----- Records

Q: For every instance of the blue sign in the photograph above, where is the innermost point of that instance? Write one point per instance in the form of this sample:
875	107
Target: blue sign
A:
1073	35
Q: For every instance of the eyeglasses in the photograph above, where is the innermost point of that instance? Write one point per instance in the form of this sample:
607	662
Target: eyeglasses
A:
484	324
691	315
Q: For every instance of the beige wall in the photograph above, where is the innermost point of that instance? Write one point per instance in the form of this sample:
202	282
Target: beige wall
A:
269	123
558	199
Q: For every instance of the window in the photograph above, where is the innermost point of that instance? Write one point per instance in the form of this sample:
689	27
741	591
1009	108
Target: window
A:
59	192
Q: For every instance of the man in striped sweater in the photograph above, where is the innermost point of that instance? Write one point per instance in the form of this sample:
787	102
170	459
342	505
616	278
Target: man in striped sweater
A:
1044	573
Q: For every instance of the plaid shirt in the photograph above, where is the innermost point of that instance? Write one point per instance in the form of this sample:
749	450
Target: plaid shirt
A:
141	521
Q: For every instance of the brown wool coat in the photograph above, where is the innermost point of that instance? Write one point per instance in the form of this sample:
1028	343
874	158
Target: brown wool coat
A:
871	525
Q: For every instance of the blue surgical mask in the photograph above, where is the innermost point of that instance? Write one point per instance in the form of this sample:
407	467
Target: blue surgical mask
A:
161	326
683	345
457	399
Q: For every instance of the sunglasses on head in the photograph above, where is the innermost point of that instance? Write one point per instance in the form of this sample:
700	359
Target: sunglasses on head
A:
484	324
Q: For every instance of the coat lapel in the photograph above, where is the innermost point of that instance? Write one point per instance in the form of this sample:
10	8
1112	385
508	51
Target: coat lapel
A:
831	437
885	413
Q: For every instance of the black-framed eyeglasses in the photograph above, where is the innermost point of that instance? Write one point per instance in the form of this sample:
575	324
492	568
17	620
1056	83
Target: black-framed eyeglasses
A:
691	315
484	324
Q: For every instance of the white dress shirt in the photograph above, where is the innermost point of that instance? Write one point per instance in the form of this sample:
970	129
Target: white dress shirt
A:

----------

Your assignment - Restate the data word for word.

Answer to this exercise -
Q: For every instance of the blue sign in the photograph above, where is the innermost point of that instance? Write one point per instance in the form of this sample:
875	107
Target: blue sign
A:
1073	35
Q: For every instance of the eyeglasses in the photograph above, where is the innermost point of that instance? Write one point per instance in the form of this sample:
607	662
Target: eyeglasses
A:
484	324
691	315
Q: For every instance of the beige wall in the photograph above, where is the innermost point of that instance? Write one point per instance in the form of this sample:
202	282
Target: beige wall
A:
269	123
558	199
Q: For every instance of the window in the photograph above, where is the innermost point of that instance? Write one point per instance in the form of this sample:
689	27
741	591
1009	108
Target: window
A:
59	192
Q: For every instance of the man in striped sweater in the photograph above, where is the innermost point of that instance? Write one point per instance in the form of this sample:
787	102
170	459
342	505
616	278
Target: man in striped sweater
A:
1044	573
Q: For every instance of the plaid shirt in the photograph above, where is the innermost point of that instance? Write one point per instance in the form of this sample:
749	450
Target: plaid shirt
A:
141	521
Q: For every instance of the brown wool coat in the photograph above, where is the innermost point of that instance? Write one point per instance in the form of this sample:
1028	343
874	158
Target: brown wool coat
A:
871	525
Q: For every instance of the blue surgical mask in the photograph above, where is the innermost point of that instance? Write one point per instance in the form of this sample:
407	467
Target: blue surgical mask
A:
161	326
683	345
457	399
Q: For every instance of the sunglasses on head in the photograph above, where is the innermost point of that instance? Write one point per instance in the form of this sample:
700	359
Target: sunglasses on head
A:
484	324
Q: For every instance of the coat lapel in the photograph above, where is the innermost point of that instance? Write one point per instance in the form of this sample:
10	8
1112	385
508	51
Target: coat lapel
A:
831	437
885	413
Q: For every instance of the black-framed eyeglasses in the photograph above, where is the innermost point of that instance? Write one point per instance in the form of this sample:
575	324
492	568
17	620
1056	83
Target: black-framed eyeglasses
A:
691	315
484	324
Q: For every instance of the white dress shirt in the photograph above, where is the innermost point of that instance? Write one point per instance in the form of this sample:
970	129
Target: white dress shirt
A:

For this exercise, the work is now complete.